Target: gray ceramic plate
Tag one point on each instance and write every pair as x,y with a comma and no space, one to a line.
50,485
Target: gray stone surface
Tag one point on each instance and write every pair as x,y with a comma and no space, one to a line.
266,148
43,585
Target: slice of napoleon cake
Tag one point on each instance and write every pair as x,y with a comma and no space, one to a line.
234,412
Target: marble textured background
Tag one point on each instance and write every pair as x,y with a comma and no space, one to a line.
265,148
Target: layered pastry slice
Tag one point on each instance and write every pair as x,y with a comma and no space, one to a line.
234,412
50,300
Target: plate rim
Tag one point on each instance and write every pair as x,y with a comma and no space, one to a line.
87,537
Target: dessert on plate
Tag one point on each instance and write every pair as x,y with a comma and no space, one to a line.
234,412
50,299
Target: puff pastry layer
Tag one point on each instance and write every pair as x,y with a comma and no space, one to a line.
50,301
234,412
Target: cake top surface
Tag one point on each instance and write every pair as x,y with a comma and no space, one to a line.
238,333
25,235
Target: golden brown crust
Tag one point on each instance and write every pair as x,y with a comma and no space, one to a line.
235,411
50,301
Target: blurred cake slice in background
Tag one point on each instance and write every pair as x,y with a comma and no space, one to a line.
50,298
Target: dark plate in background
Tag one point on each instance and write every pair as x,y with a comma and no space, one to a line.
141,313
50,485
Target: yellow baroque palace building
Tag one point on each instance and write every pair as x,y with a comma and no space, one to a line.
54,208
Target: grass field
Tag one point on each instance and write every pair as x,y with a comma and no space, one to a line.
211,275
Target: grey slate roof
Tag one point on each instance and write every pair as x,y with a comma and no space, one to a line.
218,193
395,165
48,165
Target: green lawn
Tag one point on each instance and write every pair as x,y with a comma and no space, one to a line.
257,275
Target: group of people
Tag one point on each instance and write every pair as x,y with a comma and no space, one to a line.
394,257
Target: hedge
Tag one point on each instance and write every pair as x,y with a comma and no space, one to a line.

□ □ □ □ □ □ □

- Required work:
Reproduce every one of the entries above word for word, line by line, without any changes.

- Correct result:
Target: gray ceramic plate
Tag one point on each instance and write every pair as x,y with a comma and no space, one to a line.
50,485
Target: gray stone surface
Tag one point on each instance and write every pair as x,y with a comma and no space, one to a line.
266,148
43,585
Target: slice of napoleon cake
Tag one point on each instance and write every pair as x,y with a comma and no space, one to a line.
234,412
Target: marble textured background
Tag one point on each instance and write every pair as x,y with a comma and no space, one to a line.
265,148
Target: layered pastry slice
Tag one point on each instance and write every pair as x,y with a comma and no space, one to a line.
234,412
50,300
Target: plate rim
Tag one point on each instance and write every pair as x,y with a comma and no space, one to a line.
87,537
Target: dessert on plate
Tag one point on each instance and write every pair as x,y with a comma and no space, one to a line.
234,412
50,299
Target: puff pastry layer
Tag one point on each instance and write every pair as x,y with a comma and no space, one to a line.
50,301
234,412
Target: cake top surface
Tag one point on each instance and write every pair as x,y with a comma and no space, one to a line.
238,333
25,235
Target: golden brown crust
Tag one point on each instance and write every pair as x,y with a comma and no space, one to a line.
235,411
50,301
Target: blurred cake slice in background
Tag one point on each instance and write every pair as x,y with a comma and no space, one to a line.
50,298
Target: dark plate in background
Tag one point on each instance and write every pair as x,y with a comma and no space, one to a line.
141,313
50,485
Target: yellow baroque palace building
Tag one point on each instance and write every pair as x,y with a comma and no space, one to a line.
54,208
Target: grass field
Tag one point on each instance and write every pair as x,y with a comma and no space, one to a line.
211,275
Target: grey slate roof
Tag one point on each instance and write every pair as x,y with a comma and no space, one to a line.
218,193
395,165
48,165
Target: green lawn
Tag one point on each instance and write every pair as x,y with a comma and no space, one to a line.
257,275
Target: group of people
Tag one point on each instance and write every pair as x,y with a comma and no space, one to a line.
394,257
Target: hedge
Tag one point on each instance and write every pair as x,y with a comma and no space, one to a line.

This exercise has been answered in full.